Exercise goal -> Look for "tile" in the records and copy every line that has it.

####

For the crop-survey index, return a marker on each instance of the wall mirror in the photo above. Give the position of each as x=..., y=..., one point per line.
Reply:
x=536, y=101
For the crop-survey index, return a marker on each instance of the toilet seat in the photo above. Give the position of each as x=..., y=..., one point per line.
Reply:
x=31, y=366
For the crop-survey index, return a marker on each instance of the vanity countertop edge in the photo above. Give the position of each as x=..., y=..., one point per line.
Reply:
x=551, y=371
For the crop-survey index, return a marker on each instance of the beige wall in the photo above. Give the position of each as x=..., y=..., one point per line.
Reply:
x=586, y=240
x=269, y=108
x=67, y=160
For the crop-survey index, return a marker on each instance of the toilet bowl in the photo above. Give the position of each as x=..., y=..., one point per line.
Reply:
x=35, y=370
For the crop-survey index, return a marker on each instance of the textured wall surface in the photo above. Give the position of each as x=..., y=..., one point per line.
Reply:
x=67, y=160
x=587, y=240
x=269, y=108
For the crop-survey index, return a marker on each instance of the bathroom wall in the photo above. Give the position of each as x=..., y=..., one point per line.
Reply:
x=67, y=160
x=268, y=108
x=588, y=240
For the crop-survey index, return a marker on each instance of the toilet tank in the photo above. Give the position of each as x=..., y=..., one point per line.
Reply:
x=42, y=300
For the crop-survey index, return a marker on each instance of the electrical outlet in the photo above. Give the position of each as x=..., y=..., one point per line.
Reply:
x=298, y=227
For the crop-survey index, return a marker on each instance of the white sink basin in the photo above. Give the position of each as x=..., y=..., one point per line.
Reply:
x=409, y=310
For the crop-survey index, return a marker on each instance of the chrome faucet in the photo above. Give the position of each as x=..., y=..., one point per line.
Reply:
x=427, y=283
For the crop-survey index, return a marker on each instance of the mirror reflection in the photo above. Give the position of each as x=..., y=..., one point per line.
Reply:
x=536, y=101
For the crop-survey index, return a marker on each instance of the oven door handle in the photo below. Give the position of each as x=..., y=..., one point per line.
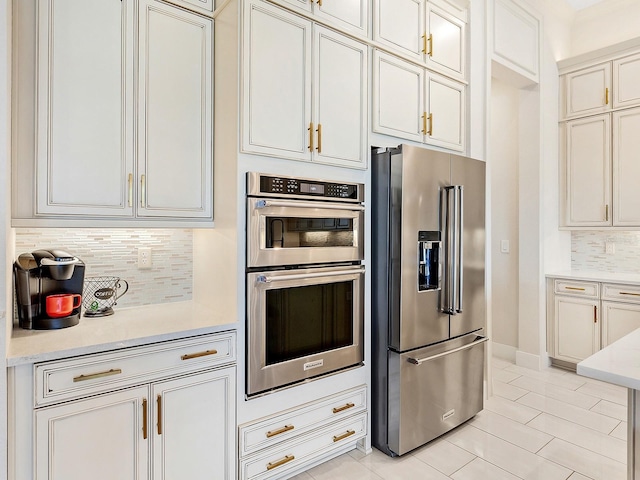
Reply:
x=332, y=206
x=302, y=276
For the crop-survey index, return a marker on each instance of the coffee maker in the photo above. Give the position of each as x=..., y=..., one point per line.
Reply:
x=48, y=287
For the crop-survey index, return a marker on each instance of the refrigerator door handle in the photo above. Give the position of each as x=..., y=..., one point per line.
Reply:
x=420, y=361
x=460, y=246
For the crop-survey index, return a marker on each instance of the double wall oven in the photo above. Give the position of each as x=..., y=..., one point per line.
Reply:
x=305, y=279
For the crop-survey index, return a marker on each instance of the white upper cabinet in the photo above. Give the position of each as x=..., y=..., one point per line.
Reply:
x=350, y=16
x=175, y=128
x=411, y=102
x=626, y=81
x=588, y=171
x=424, y=32
x=588, y=91
x=289, y=113
x=84, y=114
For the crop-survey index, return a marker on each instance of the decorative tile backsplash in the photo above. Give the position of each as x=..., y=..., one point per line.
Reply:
x=114, y=252
x=588, y=251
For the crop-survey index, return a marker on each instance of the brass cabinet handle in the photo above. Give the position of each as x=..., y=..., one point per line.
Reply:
x=344, y=407
x=310, y=136
x=189, y=356
x=348, y=433
x=159, y=401
x=144, y=418
x=273, y=433
x=143, y=190
x=130, y=184
x=91, y=376
x=286, y=459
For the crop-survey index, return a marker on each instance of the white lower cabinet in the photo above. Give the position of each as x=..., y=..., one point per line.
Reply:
x=284, y=444
x=168, y=426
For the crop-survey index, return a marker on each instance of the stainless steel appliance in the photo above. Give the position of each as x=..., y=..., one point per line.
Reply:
x=48, y=286
x=428, y=315
x=305, y=290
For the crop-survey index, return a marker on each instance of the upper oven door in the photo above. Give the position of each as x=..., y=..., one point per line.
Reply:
x=293, y=232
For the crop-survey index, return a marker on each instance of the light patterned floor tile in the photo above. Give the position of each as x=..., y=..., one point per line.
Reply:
x=584, y=437
x=572, y=397
x=586, y=418
x=583, y=461
x=480, y=469
x=507, y=456
x=514, y=411
x=610, y=409
x=444, y=456
x=511, y=431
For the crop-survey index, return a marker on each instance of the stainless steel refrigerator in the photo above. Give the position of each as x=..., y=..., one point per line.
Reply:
x=428, y=294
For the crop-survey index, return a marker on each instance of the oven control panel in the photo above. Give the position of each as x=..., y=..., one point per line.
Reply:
x=281, y=186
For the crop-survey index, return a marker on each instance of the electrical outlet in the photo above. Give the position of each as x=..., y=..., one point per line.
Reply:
x=144, y=258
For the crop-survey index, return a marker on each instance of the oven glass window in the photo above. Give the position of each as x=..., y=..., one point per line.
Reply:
x=293, y=232
x=307, y=320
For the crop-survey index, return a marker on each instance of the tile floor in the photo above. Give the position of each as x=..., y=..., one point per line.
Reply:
x=548, y=425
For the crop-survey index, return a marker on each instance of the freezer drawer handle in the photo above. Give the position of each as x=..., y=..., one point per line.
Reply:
x=420, y=361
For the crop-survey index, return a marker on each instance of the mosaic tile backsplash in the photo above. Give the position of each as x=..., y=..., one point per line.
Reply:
x=114, y=252
x=588, y=251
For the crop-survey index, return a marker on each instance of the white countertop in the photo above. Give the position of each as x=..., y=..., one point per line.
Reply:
x=618, y=363
x=127, y=327
x=595, y=276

####

Worked solution ->
For the crop-survey index, return a marker on each instance of the decorative tile backsplash in the photo above. Give the position of each as x=..., y=..., one point per line.
For the crop-survey index, return a marker on each instance of the light patterned floor tile in the photo above. Give the position of each as x=..., y=..., one point per line.
For the crop-survey index, return a marker on each instance of the tile floor in the photo above. Give the position of each as x=..., y=..., one point per line.
For the crop-survey index, return a marker on each instance of the mosaic tile backsplash in the photo above. Give the position of each as x=..., y=..., one point per line.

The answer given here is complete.